◆ Exercise task:
Copy out each line below exactly as it appears.

◆ Provided records:
- - - - - - -

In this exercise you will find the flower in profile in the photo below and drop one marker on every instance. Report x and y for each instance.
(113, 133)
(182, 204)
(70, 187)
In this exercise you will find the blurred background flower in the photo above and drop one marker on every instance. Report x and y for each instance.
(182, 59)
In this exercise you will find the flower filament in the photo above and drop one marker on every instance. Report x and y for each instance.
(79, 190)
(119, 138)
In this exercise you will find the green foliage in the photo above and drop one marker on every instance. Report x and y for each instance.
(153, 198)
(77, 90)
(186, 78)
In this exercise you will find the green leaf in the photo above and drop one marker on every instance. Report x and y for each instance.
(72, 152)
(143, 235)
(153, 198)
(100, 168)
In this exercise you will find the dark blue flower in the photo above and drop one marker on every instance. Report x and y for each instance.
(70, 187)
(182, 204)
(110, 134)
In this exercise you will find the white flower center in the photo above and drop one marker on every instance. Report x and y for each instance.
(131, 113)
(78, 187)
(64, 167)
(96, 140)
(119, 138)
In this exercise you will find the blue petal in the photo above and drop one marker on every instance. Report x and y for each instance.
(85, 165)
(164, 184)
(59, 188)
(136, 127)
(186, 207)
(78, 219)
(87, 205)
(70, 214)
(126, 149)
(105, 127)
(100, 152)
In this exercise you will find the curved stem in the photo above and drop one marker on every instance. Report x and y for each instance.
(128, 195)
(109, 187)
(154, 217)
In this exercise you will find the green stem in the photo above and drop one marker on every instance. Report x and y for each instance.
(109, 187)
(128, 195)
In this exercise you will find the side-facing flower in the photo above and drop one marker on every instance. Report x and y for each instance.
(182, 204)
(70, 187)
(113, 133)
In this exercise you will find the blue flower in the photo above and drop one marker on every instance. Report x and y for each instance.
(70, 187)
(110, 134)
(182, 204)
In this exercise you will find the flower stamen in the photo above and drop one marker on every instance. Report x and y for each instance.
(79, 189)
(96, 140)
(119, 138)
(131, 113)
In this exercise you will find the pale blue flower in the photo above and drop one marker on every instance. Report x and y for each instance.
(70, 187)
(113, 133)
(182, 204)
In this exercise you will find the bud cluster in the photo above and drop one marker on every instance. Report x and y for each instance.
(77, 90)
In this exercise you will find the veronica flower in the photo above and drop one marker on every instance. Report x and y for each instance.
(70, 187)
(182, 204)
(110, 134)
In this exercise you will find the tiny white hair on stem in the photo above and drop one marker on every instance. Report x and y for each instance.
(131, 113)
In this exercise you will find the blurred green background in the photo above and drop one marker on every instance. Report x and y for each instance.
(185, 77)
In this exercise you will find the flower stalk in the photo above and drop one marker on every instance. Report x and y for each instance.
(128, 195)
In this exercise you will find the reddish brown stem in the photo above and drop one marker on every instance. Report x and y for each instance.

- - - - - - -

◆ Correct output:
In this exercise you will find the flower in profile in the photo below and drop one marker on every instance. Report x and y for each instance.
(113, 133)
(182, 204)
(70, 187)
In this exercise you will find the blurred background flower in the photo above and drop one marker on every instance. Report x and y for each instance.
(182, 59)
In this exercise you will find the flower filament in the photo above and drop one marker on every instance. Report x and y for each instance.
(79, 190)
(119, 138)
In this exercise you will find the green foliage in the photo above and drop one marker on every instance. Report x and y for each instance.
(153, 198)
(77, 90)
(186, 78)
In this exercise you will find the green leaf in the photo above and drop one marker on every instance. Report x and y for each instance.
(72, 152)
(143, 235)
(153, 198)
(100, 168)
In this exercise you will find the dark blue flower in the photo above and drop one marker on every instance. Report x and y for each instance.
(70, 187)
(182, 204)
(110, 134)
In this exercise you will find the white flower center in the photo above and drop one marker on every instance. Report x and y for each instance.
(131, 113)
(78, 187)
(64, 167)
(96, 140)
(119, 138)
In this exercise you will find the blue petal in the photo above and drop one marker on every instance. Report x and y for each instance.
(85, 165)
(164, 184)
(59, 188)
(136, 127)
(186, 207)
(78, 219)
(87, 205)
(70, 214)
(126, 149)
(105, 127)
(100, 152)
In this exercise you will find the curved stem in the photo above and drop one marker on every instance. Report x and y for each instance.
(128, 195)
(109, 187)
(154, 217)
In this exercise you will find the green stem in the photo above and drop one marker on every instance. Report x and y for each instance.
(109, 187)
(128, 195)
In this exercise you will find the side-facing flower in the photo above and drop one marker on every instance. Report x and y for each instance.
(182, 204)
(70, 187)
(113, 133)
In this exercise you will find the blue flower in the photo above and drop one marker on every instance. Report x and y for each instance.
(70, 187)
(110, 134)
(182, 204)
In this exercise you will find the flower stamen in the photo above and drop one marker on every instance. Report x and y for each instance.
(79, 189)
(96, 140)
(119, 138)
(131, 113)
In this exercise you will find the pale blue flower in the photo above and drop one marker on every instance. Report x and y for each instance.
(70, 187)
(113, 133)
(182, 204)
In this exercise you will find the bud cluster in the photo above and drop one marker on every instance. Report x and y for each instance.
(77, 90)
In this exercise you will find the veronica flower in the photo above and drop one marker on every instance. Report x and y for each instance.
(70, 187)
(182, 204)
(110, 134)
In this exercise you will find the tiny white hair on stem in the photo above and drop one marker on every instance. Report x and y for each instance.
(131, 113)
In this exercise you will find the blurred green background in the photo above and drop one marker on every instance. Report x and y for each instance.
(185, 77)
In this exercise you will find the flower stalk in the photo above and drop one marker on every instance. Report x and y for each instance.
(128, 195)
In this exercise you will find the reddish brown stem in the photo above and drop one marker on every instance. Report x and y for each instance.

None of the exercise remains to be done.